Prompt —
Output each line of all the entries below as a JSON list of strings, one string per line, with blank lines skipped. Omit the pictures.

#### Raw data

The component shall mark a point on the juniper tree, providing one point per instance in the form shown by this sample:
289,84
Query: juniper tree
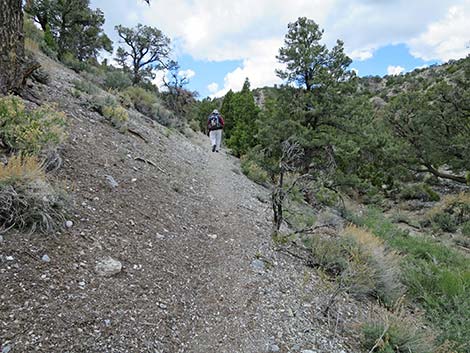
146,49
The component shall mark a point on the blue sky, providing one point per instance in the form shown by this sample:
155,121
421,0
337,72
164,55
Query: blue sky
219,43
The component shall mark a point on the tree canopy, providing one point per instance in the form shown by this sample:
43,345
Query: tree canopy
146,49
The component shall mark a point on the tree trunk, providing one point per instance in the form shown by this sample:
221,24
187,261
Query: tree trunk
12,55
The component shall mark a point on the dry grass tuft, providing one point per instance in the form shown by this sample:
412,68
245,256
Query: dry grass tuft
21,169
396,332
27,201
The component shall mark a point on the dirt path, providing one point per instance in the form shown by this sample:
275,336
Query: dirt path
200,273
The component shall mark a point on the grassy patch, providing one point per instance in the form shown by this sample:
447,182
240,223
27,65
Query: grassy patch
437,277
28,202
362,264
395,333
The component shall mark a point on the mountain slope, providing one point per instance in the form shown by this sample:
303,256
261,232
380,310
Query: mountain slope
200,273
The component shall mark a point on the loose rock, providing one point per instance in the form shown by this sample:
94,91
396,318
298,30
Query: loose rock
258,265
46,258
274,348
108,267
111,182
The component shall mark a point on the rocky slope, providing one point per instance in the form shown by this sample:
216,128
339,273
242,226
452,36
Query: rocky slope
194,270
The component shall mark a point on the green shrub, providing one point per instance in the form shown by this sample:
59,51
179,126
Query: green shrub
117,115
27,201
362,264
436,276
466,229
453,211
85,86
421,192
29,131
164,116
108,107
117,80
142,99
194,125
253,171
69,60
445,222
396,334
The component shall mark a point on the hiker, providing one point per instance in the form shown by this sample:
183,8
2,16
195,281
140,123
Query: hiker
215,125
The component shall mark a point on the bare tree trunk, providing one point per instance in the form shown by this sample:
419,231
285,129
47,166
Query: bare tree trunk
12,55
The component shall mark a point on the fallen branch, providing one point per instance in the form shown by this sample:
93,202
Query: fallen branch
140,159
138,134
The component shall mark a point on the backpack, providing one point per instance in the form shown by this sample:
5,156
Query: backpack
214,122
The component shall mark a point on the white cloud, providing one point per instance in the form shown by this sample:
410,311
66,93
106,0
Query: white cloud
361,54
395,70
187,73
252,31
213,87
445,39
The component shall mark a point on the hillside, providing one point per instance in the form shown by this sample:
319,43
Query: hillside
199,271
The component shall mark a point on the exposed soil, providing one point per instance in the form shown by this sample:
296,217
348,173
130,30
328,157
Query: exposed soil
187,228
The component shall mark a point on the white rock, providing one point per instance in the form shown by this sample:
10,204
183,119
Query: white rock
108,267
46,258
111,181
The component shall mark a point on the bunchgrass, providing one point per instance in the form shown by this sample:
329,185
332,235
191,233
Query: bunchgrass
436,276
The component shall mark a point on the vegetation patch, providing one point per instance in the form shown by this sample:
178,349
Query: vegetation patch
452,213
28,202
421,192
395,333
436,276
253,171
362,264
29,131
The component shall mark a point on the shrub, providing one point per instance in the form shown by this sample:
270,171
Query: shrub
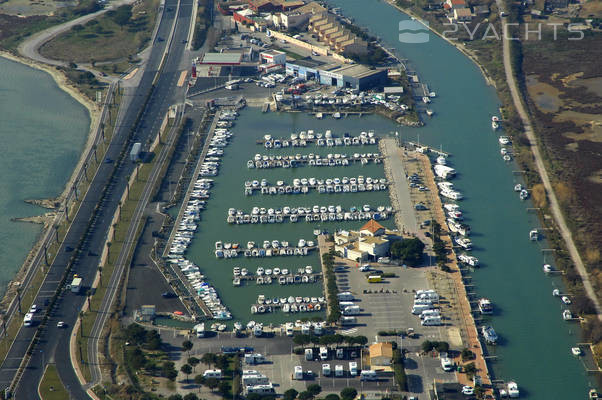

########

Written reply —
[
  "The component shall mark a point on the juniper tree, providing one point per instance in the form shown by this sample:",
  "289,84",
  "Query: juniper tree",
  "146,49",
  "The component shall mark a point on the blue sky, providing one point per instance in the form shown by this sample:",
  "155,121",
  "421,0",
  "337,72",
  "164,55",
  "Query: blue sky",
  "219,43",
  "The component shall mark a point on the tree canopy, providing one point per instance in the form shown by this sample:",
  "43,345",
  "Query: tree canopy",
  "146,49",
  "The component shall mark a point on the tree trunk, providing one point per instance in the form shown by this sample:",
  "221,24",
  "187,261",
  "Query: tree trunk",
  "12,55",
  "The component shall mark a point on the dry grass tuft, providing one point per instance in the form shown by this sample:",
  "412,68",
  "245,256",
  "Query: dry grass tuft",
  "21,169",
  "396,332",
  "27,201",
  "The component shall mark a point on the dirt path, providing one point per instance in the form shown by this sample:",
  "275,336",
  "Query: dirt path",
  "200,273",
  "The component shall mark a point on the grassy patch, providing one point per instance in the form shown by this sample:",
  "447,182",
  "240,223",
  "27,65",
  "Query: grassy patch",
  "437,277",
  "28,202",
  "362,264",
  "395,333",
  "The component shall mark a point on the mountain slope, providing one point per instance in the form shown by this sample:",
  "303,256",
  "261,232",
  "380,310",
  "Query: mountain slope",
  "200,273",
  "The component shall mark a point on the loose rock, providing one point per instance in the form shown by this sample:",
  "94,91",
  "396,318",
  "298,30",
  "Query: loose rock",
  "258,265",
  "46,258",
  "274,348",
  "108,267",
  "111,182",
  "The component shall mark a point on the rocky slope, providing one point per instance in the form shown by this sample:",
  "216,128",
  "339,273",
  "242,226",
  "452,36",
  "Query: rocky slope",
  "194,270",
  "The component shall mark a point on the green shrub, providing one point per instance in the form shown by this sample:",
  "59,51",
  "179,126",
  "Query: green shrub",
  "117,115",
  "27,201",
  "362,264",
  "436,276",
  "466,229",
  "453,211",
  "85,86",
  "421,192",
  "29,131",
  "164,116",
  "108,107",
  "117,80",
  "142,99",
  "194,125",
  "253,171",
  "69,60",
  "445,222",
  "396,334",
  "The component shall mark a point on the hiker, providing one point per instance in the form shown by this sample:",
  "183,8",
  "2,16",
  "195,281",
  "140,123",
  "Query: hiker",
  "215,125",
  "The component shall mark a point on the bare tree trunk, providing one point per instance in the form shown by this sample:",
  "419,231",
  "285,129",
  "47,166",
  "Query: bare tree trunk",
  "12,55",
  "The component shall mark a point on the fallen branch, providing one point per instance in the form shown by this sample:",
  "93,202",
  "Query: fallen branch",
  "140,159",
  "138,134",
  "The component shall mark a point on the backpack, providing one point per instance in the form shown by this sample:",
  "5,156",
  "Query: backpack",
  "214,122",
  "The component shall mark a point on the white cloud, providing one point per instance in the form shown by this sample:",
  "410,311",
  "66,93",
  "106,0",
  "Query: white cloud",
  "361,54",
  "395,70",
  "187,73",
  "252,31",
  "213,87",
  "445,39",
  "The component shall mark a point on the hillside, providing one point per instance in the form shown by this sample:",
  "319,43",
  "Query: hillside",
  "199,271",
  "The component shall mark a point on the exposed soil, providing one point per instance in the form shown by this sample:",
  "296,217",
  "348,173",
  "130,30",
  "328,157",
  "Query: exposed soil",
  "187,228",
  "The component shall mark a point on the white rock, providing one point per instance in the form shown by this sample:",
  "10,204",
  "183,119",
  "Query: white rock",
  "108,267",
  "46,258",
  "111,181",
  "The component shall mark a point on the bunchgrass, providing one point per instance in the form shown by this sample:",
  "329,185",
  "332,235",
  "191,233",
  "Query: bunchgrass",
  "436,276",
  "The component shall mark a point on the vegetation patch, providing one point per instance in the form shown by this sample:",
  "178,349",
  "Query: vegetation patch",
  "452,213",
  "28,202",
  "421,192",
  "395,333",
  "436,276",
  "253,171",
  "362,264",
  "29,131",
  "The component shall mark a point on the shrub, providing one point per instance in the form shown by this sample:",
  "270,171",
  "Query: shrub"
]